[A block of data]
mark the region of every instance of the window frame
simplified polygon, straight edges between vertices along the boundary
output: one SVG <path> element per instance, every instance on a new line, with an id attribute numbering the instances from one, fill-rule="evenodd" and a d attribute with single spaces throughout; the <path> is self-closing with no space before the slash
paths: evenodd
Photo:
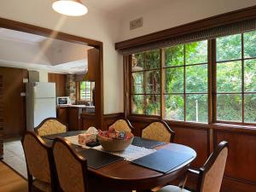
<path id="1" fill-rule="evenodd" d="M 165 119 L 163 117 L 164 115 L 164 111 L 165 111 L 165 106 L 164 106 L 164 96 L 165 96 L 165 91 L 164 91 L 164 84 L 165 84 L 165 79 L 163 78 L 164 74 L 164 68 L 165 68 L 165 54 L 163 54 L 163 49 L 164 48 L 159 48 L 160 50 L 160 115 L 147 115 L 147 114 L 137 114 L 137 113 L 132 113 L 132 105 L 131 105 L 131 89 L 132 89 L 132 69 L 131 69 L 131 61 L 132 61 L 132 55 L 129 55 L 126 59 L 126 62 L 128 67 L 125 69 L 128 70 L 128 87 L 126 87 L 128 90 L 129 96 L 129 108 L 126 108 L 127 115 L 131 116 L 131 117 L 147 117 L 147 118 L 156 118 L 156 119 L 165 119 L 168 122 L 173 122 L 173 123 L 177 123 L 177 124 L 197 124 L 197 125 L 210 125 L 210 124 L 230 124 L 230 125 L 255 125 L 256 123 L 247 123 L 244 122 L 244 61 L 248 60 L 248 59 L 244 59 L 244 42 L 243 42 L 243 33 L 244 32 L 240 32 L 236 34 L 241 34 L 241 55 L 242 58 L 241 59 L 242 61 L 242 103 L 241 103 L 241 108 L 242 108 L 242 120 L 241 122 L 236 122 L 236 121 L 227 121 L 227 120 L 218 120 L 217 119 L 217 38 L 212 38 L 212 39 L 207 39 L 207 88 L 208 88 L 208 93 L 207 93 L 207 107 L 208 107 L 208 122 L 195 122 L 195 121 L 184 121 L 184 120 L 173 120 L 173 119 Z M 192 42 L 196 42 L 196 41 L 192 41 Z M 192 42 L 188 42 L 185 44 L 192 43 Z M 254 58 L 254 57 L 253 57 Z M 252 60 L 253 58 L 250 58 L 249 60 Z M 254 58 L 256 59 L 256 58 Z M 238 60 L 238 61 L 241 61 Z M 170 67 L 168 67 L 170 68 Z M 185 81 L 185 80 L 184 80 Z M 185 85 L 184 85 L 185 86 Z M 126 90 L 125 90 L 125 92 Z M 251 92 L 247 92 L 247 93 L 251 93 Z M 256 94 L 256 91 L 255 91 Z M 185 96 L 185 95 L 184 95 Z M 127 102 L 127 101 L 126 101 Z M 185 99 L 184 99 L 185 102 Z M 185 103 L 184 103 L 185 105 Z M 184 111 L 186 113 L 186 111 Z M 184 117 L 185 117 L 184 113 Z"/>
<path id="2" fill-rule="evenodd" d="M 81 102 L 91 102 L 92 101 L 92 82 L 84 81 L 85 82 L 85 89 L 81 89 L 81 83 L 83 81 L 78 82 L 78 85 L 77 85 L 78 90 L 79 90 L 77 92 L 77 94 L 79 96 L 79 101 L 81 101 Z M 88 99 L 81 99 L 81 90 L 85 90 L 85 97 L 86 97 L 86 82 L 90 83 L 90 100 L 88 100 Z"/>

GOAL OF THE EXERCISE:
Reproduce the records above word for word, leaving out the picture.

FULL OUTPUT:
mark the region of every instance of the window frame
simplified polygon, straight edges between vertices along the boundary
output: one SVG <path> element per instance, every instance on a new line, with an id attribute numbering the instances from one, fill-rule="evenodd" and a d attribute with single spaces throughout; the <path> is self-closing with no space before the slash
paths: evenodd
Photo:
<path id="1" fill-rule="evenodd" d="M 165 119 L 163 117 L 164 115 L 164 111 L 165 111 L 165 106 L 164 106 L 164 96 L 165 96 L 165 91 L 164 91 L 164 84 L 165 84 L 165 79 L 163 78 L 164 74 L 164 68 L 165 68 L 165 54 L 163 54 L 163 49 L 164 48 L 159 48 L 160 50 L 160 115 L 147 115 L 147 114 L 137 114 L 137 113 L 132 113 L 132 105 L 131 105 L 131 89 L 132 89 L 132 69 L 131 69 L 131 61 L 132 61 L 132 55 L 129 55 L 126 59 L 126 62 L 128 67 L 125 69 L 128 70 L 128 87 L 126 87 L 128 90 L 129 96 L 129 108 L 126 108 L 127 115 L 131 116 L 131 117 L 147 117 L 147 118 L 156 118 L 156 119 L 165 119 L 168 122 L 173 122 L 173 123 L 177 123 L 177 124 L 197 124 L 197 125 L 210 125 L 210 124 L 230 124 L 230 125 L 255 125 L 256 123 L 247 123 L 244 122 L 244 61 L 248 60 L 248 59 L 244 59 L 244 42 L 243 42 L 243 33 L 244 32 L 240 32 L 236 34 L 241 34 L 241 55 L 242 58 L 241 59 L 242 61 L 242 103 L 241 103 L 241 108 L 242 108 L 242 120 L 241 122 L 236 122 L 236 121 L 227 121 L 227 120 L 218 120 L 217 119 L 217 38 L 212 38 L 212 39 L 207 39 L 207 88 L 208 88 L 208 93 L 207 93 L 207 107 L 208 107 L 208 122 L 195 122 L 195 121 L 184 121 L 184 120 L 173 120 L 173 119 Z M 192 42 L 196 42 L 196 41 L 192 41 Z M 192 42 L 188 42 L 185 44 L 192 43 Z M 254 58 L 254 57 L 253 57 Z M 252 60 L 253 58 L 250 58 L 249 60 Z M 254 58 L 256 59 L 256 58 Z M 238 60 L 238 61 L 241 61 Z M 170 67 L 168 67 L 170 68 Z M 185 81 L 185 80 L 184 80 Z M 185 85 L 184 85 L 185 86 Z M 126 90 L 125 90 L 125 92 Z M 251 92 L 247 92 L 247 93 L 251 93 Z M 256 94 L 256 91 L 255 91 Z M 185 96 L 185 95 L 184 95 Z M 127 102 L 127 101 L 126 101 Z M 185 99 L 184 99 L 185 102 Z M 185 103 L 184 103 L 185 105 Z M 184 111 L 186 113 L 186 111 Z M 184 117 L 185 117 L 184 113 Z"/>
<path id="2" fill-rule="evenodd" d="M 81 102 L 91 102 L 92 101 L 92 82 L 84 81 L 85 82 L 85 89 L 81 89 L 81 83 L 83 81 L 78 82 L 78 85 L 77 85 L 78 90 L 79 90 L 77 92 L 77 94 L 79 96 L 79 101 L 81 101 Z M 88 99 L 81 99 L 81 90 L 85 90 L 85 97 L 86 97 L 86 82 L 90 83 L 90 100 L 88 100 Z"/>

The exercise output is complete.